> **Request**
Copy each of the lines below without changing anything.

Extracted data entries
____________

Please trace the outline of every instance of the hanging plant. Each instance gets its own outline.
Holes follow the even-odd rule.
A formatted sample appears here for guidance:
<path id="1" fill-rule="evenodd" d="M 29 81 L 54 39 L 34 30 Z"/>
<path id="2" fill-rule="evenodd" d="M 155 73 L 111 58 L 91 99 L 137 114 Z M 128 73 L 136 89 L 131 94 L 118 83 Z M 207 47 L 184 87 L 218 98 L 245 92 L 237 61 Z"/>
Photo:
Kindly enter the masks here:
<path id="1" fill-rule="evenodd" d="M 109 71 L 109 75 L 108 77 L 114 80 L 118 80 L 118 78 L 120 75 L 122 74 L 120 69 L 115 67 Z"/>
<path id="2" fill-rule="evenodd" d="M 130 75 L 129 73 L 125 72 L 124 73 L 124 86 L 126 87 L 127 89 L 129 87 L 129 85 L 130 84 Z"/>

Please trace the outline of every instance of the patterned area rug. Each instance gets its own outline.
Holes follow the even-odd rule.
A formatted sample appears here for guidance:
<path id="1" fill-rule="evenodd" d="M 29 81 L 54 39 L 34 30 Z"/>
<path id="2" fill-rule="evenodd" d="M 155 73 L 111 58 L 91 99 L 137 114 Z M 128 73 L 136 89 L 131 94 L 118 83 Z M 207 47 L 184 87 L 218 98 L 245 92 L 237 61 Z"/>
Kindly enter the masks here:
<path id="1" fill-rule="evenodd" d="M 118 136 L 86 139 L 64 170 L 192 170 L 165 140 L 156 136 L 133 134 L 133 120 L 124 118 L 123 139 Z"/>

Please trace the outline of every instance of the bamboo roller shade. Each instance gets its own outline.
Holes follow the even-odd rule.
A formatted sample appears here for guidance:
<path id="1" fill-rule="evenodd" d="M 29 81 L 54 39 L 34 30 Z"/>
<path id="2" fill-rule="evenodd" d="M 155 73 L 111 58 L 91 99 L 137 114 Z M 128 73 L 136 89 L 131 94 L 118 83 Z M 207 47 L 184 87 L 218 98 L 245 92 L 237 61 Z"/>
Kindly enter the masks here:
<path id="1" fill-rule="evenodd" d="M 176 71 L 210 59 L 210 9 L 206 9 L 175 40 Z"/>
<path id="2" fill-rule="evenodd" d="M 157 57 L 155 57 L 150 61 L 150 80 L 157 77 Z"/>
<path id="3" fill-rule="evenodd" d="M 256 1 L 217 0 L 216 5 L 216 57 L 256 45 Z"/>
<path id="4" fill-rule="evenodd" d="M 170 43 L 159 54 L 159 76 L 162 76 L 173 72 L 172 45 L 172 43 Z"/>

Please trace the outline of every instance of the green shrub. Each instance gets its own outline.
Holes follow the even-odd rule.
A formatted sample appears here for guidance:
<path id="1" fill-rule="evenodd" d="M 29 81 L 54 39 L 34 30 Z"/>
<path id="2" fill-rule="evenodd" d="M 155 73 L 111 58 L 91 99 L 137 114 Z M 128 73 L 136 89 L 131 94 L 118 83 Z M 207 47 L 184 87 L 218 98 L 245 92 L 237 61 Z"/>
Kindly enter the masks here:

____________

> **Solution for this exercise**
Please trace the outline of every instance of the hanging plant. Each instance gets its own outline.
Holes follow the even-odd rule.
A formatted sample appears here for guidance:
<path id="1" fill-rule="evenodd" d="M 29 81 L 54 39 L 34 30 Z"/>
<path id="2" fill-rule="evenodd" d="M 155 73 L 111 58 L 91 99 L 137 114 Z M 128 73 L 136 89 L 131 94 L 118 83 Z M 207 47 L 184 87 L 218 98 L 245 92 L 237 61 Z"/>
Photo:
Kindly enter the masks here:
<path id="1" fill-rule="evenodd" d="M 109 71 L 109 75 L 108 77 L 114 80 L 118 80 L 118 78 L 120 75 L 122 74 L 120 69 L 115 67 Z"/>
<path id="2" fill-rule="evenodd" d="M 130 75 L 129 73 L 125 72 L 124 73 L 124 86 L 126 87 L 127 89 L 129 87 L 129 85 L 130 84 Z"/>

Please trace the outline of every instance of the patterned area rug. Each instance gets its own outline.
Holes follow the even-odd rule.
A formatted sample appears here for guidance:
<path id="1" fill-rule="evenodd" d="M 29 81 L 54 39 L 34 30 Z"/>
<path id="2" fill-rule="evenodd" d="M 155 73 L 111 58 L 91 99 L 137 114 Z M 128 73 L 136 89 L 131 94 L 118 83 Z M 207 47 L 184 87 L 218 98 L 245 92 L 237 61 Z"/>
Kindly enter the masks here:
<path id="1" fill-rule="evenodd" d="M 118 136 L 86 139 L 64 170 L 192 170 L 165 140 L 156 136 L 133 134 L 133 120 L 124 118 L 123 139 Z"/>

Please trace the outline of every instance of the bamboo roller shade. Each instance gets its own outline.
Holes follow the even-odd rule.
A formatted sample appears here for guidance:
<path id="1" fill-rule="evenodd" d="M 29 81 L 54 39 L 34 30 Z"/>
<path id="2" fill-rule="evenodd" d="M 155 73 L 111 58 L 91 99 L 137 114 Z M 128 73 L 136 89 L 131 94 L 118 83 Z M 207 47 L 184 87 L 218 98 L 245 92 L 237 61 Z"/>
Kindly enter the masks here:
<path id="1" fill-rule="evenodd" d="M 176 71 L 210 59 L 210 9 L 206 9 L 175 40 Z"/>
<path id="2" fill-rule="evenodd" d="M 157 57 L 155 57 L 150 61 L 150 80 L 157 77 Z"/>
<path id="3" fill-rule="evenodd" d="M 256 1 L 217 0 L 216 5 L 216 57 L 256 45 Z"/>
<path id="4" fill-rule="evenodd" d="M 170 43 L 159 54 L 159 76 L 162 76 L 173 72 L 172 45 L 172 43 Z"/>

Please trace the outline of every instance of the green shrub. Each instance gets its own outline.
Holes follow the even-odd rule.
A formatted sample appears here for guidance:
<path id="1" fill-rule="evenodd" d="M 29 81 L 54 39 L 34 30 Z"/>
<path id="2" fill-rule="evenodd" d="M 155 73 L 111 58 L 91 99 L 137 114 Z M 128 73 L 136 89 L 131 94 L 118 83 Z M 207 47 L 184 87 L 218 98 L 245 92 L 237 61 Z"/>
Kindly enter the masks here:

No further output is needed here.